== DATASET RECORDS
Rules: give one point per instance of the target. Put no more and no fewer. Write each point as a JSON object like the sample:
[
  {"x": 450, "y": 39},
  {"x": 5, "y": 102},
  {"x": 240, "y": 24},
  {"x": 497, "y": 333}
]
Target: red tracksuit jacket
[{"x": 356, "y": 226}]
====
▶ **SET TASK**: Format every line of the records above as a numbered list, leaving out any blank lines.

▶ **SOLUTION BELOW**:
1. Rules: give one point per instance of the target. Put no more and no fewer. Write each point as a JSON object like the sample:
2. [
3.   {"x": 450, "y": 39},
4.   {"x": 5, "y": 102},
5.   {"x": 240, "y": 24},
6.   {"x": 497, "y": 333}
7. ]
8. Target: red tracksuit jacket
9. [{"x": 356, "y": 226}]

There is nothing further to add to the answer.